[Excerpts from a dataset]
###

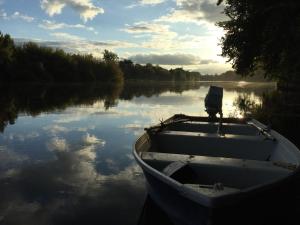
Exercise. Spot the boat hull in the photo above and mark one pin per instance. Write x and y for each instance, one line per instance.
(276, 202)
(273, 200)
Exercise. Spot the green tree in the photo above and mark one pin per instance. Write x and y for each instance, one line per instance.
(262, 34)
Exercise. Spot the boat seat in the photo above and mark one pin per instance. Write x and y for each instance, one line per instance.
(168, 158)
(207, 170)
(210, 190)
(211, 144)
(173, 167)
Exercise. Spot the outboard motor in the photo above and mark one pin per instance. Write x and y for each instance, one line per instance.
(213, 101)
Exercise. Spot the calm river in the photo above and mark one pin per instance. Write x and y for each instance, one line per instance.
(66, 152)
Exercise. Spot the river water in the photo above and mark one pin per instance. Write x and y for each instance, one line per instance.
(66, 152)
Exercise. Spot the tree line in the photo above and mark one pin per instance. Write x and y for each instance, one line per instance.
(30, 62)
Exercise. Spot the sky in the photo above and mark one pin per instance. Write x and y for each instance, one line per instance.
(171, 33)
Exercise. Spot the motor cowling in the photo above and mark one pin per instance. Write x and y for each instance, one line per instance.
(213, 101)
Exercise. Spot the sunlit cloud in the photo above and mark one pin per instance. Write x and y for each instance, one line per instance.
(58, 144)
(20, 136)
(66, 36)
(151, 2)
(8, 157)
(79, 45)
(148, 27)
(88, 153)
(86, 9)
(55, 129)
(194, 11)
(92, 139)
(52, 25)
(170, 59)
(15, 15)
(145, 3)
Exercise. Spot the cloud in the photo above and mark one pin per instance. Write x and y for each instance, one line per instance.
(52, 25)
(147, 27)
(196, 11)
(66, 36)
(92, 140)
(86, 9)
(151, 2)
(58, 144)
(144, 3)
(16, 15)
(170, 59)
(78, 45)
(55, 129)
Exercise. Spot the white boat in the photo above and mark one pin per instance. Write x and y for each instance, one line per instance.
(195, 166)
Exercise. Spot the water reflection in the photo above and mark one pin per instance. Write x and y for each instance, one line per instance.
(66, 157)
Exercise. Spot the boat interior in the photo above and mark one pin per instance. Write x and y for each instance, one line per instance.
(216, 159)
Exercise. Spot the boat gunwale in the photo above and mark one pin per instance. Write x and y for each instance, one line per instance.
(214, 202)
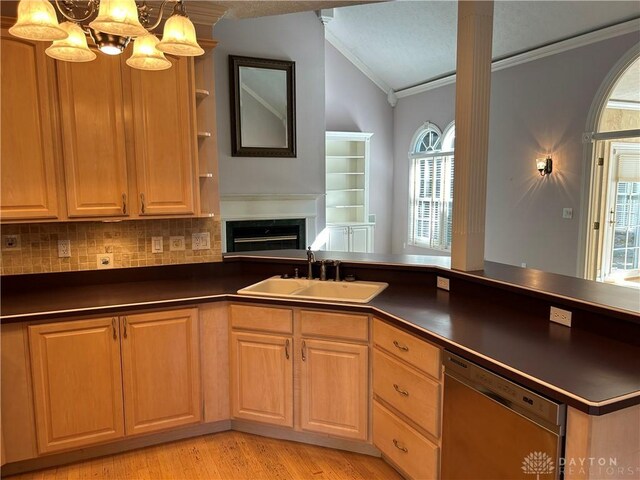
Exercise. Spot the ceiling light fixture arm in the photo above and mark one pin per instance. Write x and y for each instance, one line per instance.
(68, 9)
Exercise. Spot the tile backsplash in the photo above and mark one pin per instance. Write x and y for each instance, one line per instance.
(130, 242)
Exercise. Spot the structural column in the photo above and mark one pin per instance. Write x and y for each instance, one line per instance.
(473, 89)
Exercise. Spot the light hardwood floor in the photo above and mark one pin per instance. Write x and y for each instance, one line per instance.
(228, 456)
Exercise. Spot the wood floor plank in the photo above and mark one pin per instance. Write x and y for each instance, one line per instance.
(225, 456)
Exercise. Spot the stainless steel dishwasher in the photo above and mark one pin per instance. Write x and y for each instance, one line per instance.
(495, 429)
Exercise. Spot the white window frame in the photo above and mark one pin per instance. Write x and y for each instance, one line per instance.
(443, 152)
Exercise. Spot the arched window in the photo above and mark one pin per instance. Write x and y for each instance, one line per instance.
(431, 187)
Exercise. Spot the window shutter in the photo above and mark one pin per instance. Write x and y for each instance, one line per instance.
(629, 167)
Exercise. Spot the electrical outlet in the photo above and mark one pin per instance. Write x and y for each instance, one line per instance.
(558, 315)
(64, 248)
(176, 244)
(156, 245)
(104, 260)
(11, 242)
(200, 241)
(442, 283)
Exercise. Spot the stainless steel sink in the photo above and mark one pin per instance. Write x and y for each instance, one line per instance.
(356, 292)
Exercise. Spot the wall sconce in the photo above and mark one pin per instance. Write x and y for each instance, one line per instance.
(544, 165)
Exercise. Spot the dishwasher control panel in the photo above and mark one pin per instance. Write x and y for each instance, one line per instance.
(505, 391)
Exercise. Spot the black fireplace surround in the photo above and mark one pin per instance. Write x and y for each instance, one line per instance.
(253, 235)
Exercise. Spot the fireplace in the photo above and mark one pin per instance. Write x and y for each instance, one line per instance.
(251, 235)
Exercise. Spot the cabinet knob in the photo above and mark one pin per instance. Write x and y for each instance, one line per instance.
(402, 392)
(399, 346)
(400, 447)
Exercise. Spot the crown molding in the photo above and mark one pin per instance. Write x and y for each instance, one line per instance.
(606, 33)
(204, 13)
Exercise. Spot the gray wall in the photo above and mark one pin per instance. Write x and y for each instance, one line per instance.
(298, 37)
(355, 104)
(536, 108)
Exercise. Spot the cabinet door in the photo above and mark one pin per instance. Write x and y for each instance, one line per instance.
(93, 133)
(160, 364)
(28, 177)
(361, 238)
(165, 138)
(334, 394)
(338, 240)
(77, 383)
(262, 378)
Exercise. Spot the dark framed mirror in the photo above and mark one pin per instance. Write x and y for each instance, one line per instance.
(263, 107)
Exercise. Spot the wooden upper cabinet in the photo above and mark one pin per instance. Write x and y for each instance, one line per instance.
(77, 383)
(28, 176)
(93, 132)
(165, 139)
(160, 359)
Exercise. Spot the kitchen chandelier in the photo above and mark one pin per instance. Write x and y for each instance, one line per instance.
(117, 22)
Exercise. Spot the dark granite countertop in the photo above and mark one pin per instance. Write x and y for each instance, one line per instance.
(594, 373)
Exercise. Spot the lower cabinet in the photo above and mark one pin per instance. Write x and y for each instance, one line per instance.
(407, 396)
(82, 368)
(333, 390)
(262, 378)
(330, 358)
(350, 238)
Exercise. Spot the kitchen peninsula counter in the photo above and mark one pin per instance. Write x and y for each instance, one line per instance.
(497, 318)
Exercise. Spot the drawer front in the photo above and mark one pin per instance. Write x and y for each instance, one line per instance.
(416, 352)
(267, 319)
(412, 394)
(334, 325)
(411, 452)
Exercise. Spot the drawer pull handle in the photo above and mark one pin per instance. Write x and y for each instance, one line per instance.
(113, 326)
(404, 393)
(400, 447)
(399, 346)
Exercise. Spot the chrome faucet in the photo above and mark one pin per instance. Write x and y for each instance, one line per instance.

###

# Instructions to follow:
Images do not belong in the copy; reproduce all other parts of the records above verbatim.

# Result:
Exercise. Spot the boat hull in the photo above and mark one pin per instance. Write x and y for each instance, one line per instance.
(276, 202)
(273, 200)
Exercise. Spot the green tree in the photo above and mark one pin per instance. Write x and y for each instance, one line per instance.
(262, 34)
Exercise. Spot the boat seat in the photo above and mark one pin per instance. Write x and y for each instance, one line per instance.
(168, 158)
(207, 170)
(210, 190)
(211, 144)
(173, 167)
Exercise. Spot the outboard motor in the photo above and mark one pin per instance. Write x and y for each instance, one line per instance.
(213, 101)
Exercise. Spot the calm river in the photo above and mark one pin per instance. Write x and y for each instance, one line per instance.
(66, 152)
Exercise. Spot the river water in the photo above and mark one pin per instance. Write x and y for each instance, one line per instance.
(66, 152)
Exercise. Spot the tree line in the photo above and mark one pin per instance. Write x and y for each instance, one line per instance.
(30, 62)
Exercise. Spot the sky in the photo above and mark one pin per instance. Write x and y for each instance, one line per instance.
(171, 33)
Exercise. Spot the motor cowling in the photo above and mark one pin per instance. Write x and y for each instance, one line per instance.
(213, 101)
Exercise. Spot the sunlit cloud in the photo above and mark one pin per instance. Write x and y for each instance, one line per instance.
(58, 144)
(20, 136)
(66, 36)
(151, 2)
(8, 157)
(79, 45)
(148, 27)
(88, 153)
(86, 9)
(55, 129)
(194, 11)
(92, 139)
(52, 25)
(170, 59)
(15, 15)
(145, 3)
Exercise. Spot the cloud in the photo above and mark one pin per instance. Write x and y for each instance, one line per instance.
(52, 25)
(147, 27)
(196, 11)
(66, 36)
(92, 140)
(86, 9)
(151, 2)
(58, 144)
(144, 3)
(16, 15)
(170, 59)
(78, 45)
(55, 129)
Exercise. Spot the white boat in the photo above and mark one pin per instance. Write x and y for each instance, one line per instance.
(195, 166)
Exercise. Spot the water reflection in the photo above and mark one pin per instance. Write x and y for each instance, one line per instance.
(66, 157)
Exercise. Spot the boat interior in the photo above and mark one pin per instance. Write x and y for each instance, one line per instance.
(216, 159)
Exercise. Spot the boat gunwale in the photo above and mark one pin per instance. Write x and y for each instance, one line per instance.
(214, 202)
Exercise. Spot the ceiling light fixture arm in the photo above and mark one pin per instance. Write x and y for each instance, one line per instance.
(68, 9)
Exercise. Spot the tile backsplash in the photo above and mark one pin per instance. Write x and y for each instance, one line per instance.
(130, 242)
Exercise. Spot the structural column in the photo above and mark one pin per instance. Write x and y for each instance, one line per instance.
(473, 89)
Exercise. Spot the light hardwood floor in the photo above and mark one pin per instance. Write x and y for each instance, one line per instance.
(228, 456)
Exercise. Spot the wood floor plank in the photo above and mark one pin per instance. Write x and y for each instance, one line per instance.
(225, 456)
Exercise. Spot the stainless steel dishwasher in the photo above and mark one pin per instance. Write x and y for each instance, one line per instance.
(495, 429)
Exercise. Spot the white window frame in the photo above and mark one pin per instance. Write x and y for each instance, one line per instance.
(443, 152)
Exercise. Spot the arched window in the photo above and mark one pin per instance. Write x and y for each instance, one line per instance.
(431, 187)
Exercise. Spot the window shutter in the photo above and mark one pin per instance. Write x and y for each instance, one line per instance.
(629, 167)
Exercise. Spot the electrical outlet in the photo above and mark one pin per instance. Write x and y for each instance, one line per instance.
(558, 315)
(64, 248)
(176, 244)
(156, 245)
(104, 260)
(11, 242)
(200, 241)
(442, 283)
Exercise. Spot the stainless steel sink in the photo above and mark one pin per instance. Write x and y for each instance, one line per instance.
(356, 292)
Exercise. Spot the wall sconce in the photo above and mark one pin per instance. Write x and y for each instance, one line per instance.
(544, 165)
Exercise. Spot the dishwasher control panel in the photo above and mark one pin per instance. Write x and y for each instance, one line per instance.
(505, 391)
Exercise. Spot the black fireplace surround in the photo above and mark one pin per instance. Write x and y for each instance, one line per instance.
(253, 235)
Exercise. Spot the fireplace in the photo above and mark one pin per instance. Write x and y for each instance, one line per instance.
(251, 235)
Exercise. Spot the cabinet knob in the photo above and mark one pin per instance. Write x and y for each instance, one line per instance.
(402, 392)
(399, 346)
(400, 447)
Exercise. Spot the crown molding in the photo above and mark one pin per instance. Write x and y for each instance, one line per instance.
(606, 33)
(204, 13)
Exercise. Spot the gray wall in the photo above and mark one pin per instance. Write x and y for each instance, one line per instance.
(298, 37)
(355, 104)
(536, 108)
Exercise. Spot the cabinet door in the photo above and mark one pin per instance. Write x and y for each instance, one line per instance.
(93, 133)
(160, 364)
(28, 177)
(361, 238)
(165, 138)
(334, 394)
(338, 240)
(77, 383)
(262, 378)
Exercise. Spot the dark framed mirror in the photo above and mark one pin per instance. Write x and y for each instance, one line per instance.
(263, 107)
Exercise. Spot the wooden upper cabinet in the photo above and mark one pin per instance. Write x and y for each instance, one line per instance.
(77, 383)
(28, 176)
(93, 132)
(165, 139)
(160, 359)
Exercise. Spot the kitchen chandelier in the photo above and mark one pin per instance. Write x and y for each instance, one line per instance.
(117, 22)
Exercise. Spot the dark granite countertop in the photo above and mark one pin per instance. Write x and y for each instance, one line per instance.
(594, 373)
Exercise. Spot the lower cabinet in the photo above and mark one pin per instance. Write x and y for each instance, one line per instance.
(407, 396)
(82, 368)
(333, 390)
(262, 378)
(330, 358)
(350, 238)
Exercise. Spot the kitchen peninsula counter in the photo above and mark one pin per instance. Write x and y for each instance, one line per instance.
(497, 318)
Exercise. Spot the drawer front in the photo above and mark one pin per instance. Write x and y for each instance, one line per instance.
(416, 352)
(267, 319)
(412, 394)
(334, 325)
(411, 452)
Exercise. Spot the drawer pull handle in the photo above and mark one pin per instance. Write x and y for each instance, one line per instance.
(113, 326)
(404, 393)
(400, 447)
(399, 346)
Exercise. Spot the chrome faucet in the photo above and mark one pin per instance. Write x and y for each instance, one line per instance.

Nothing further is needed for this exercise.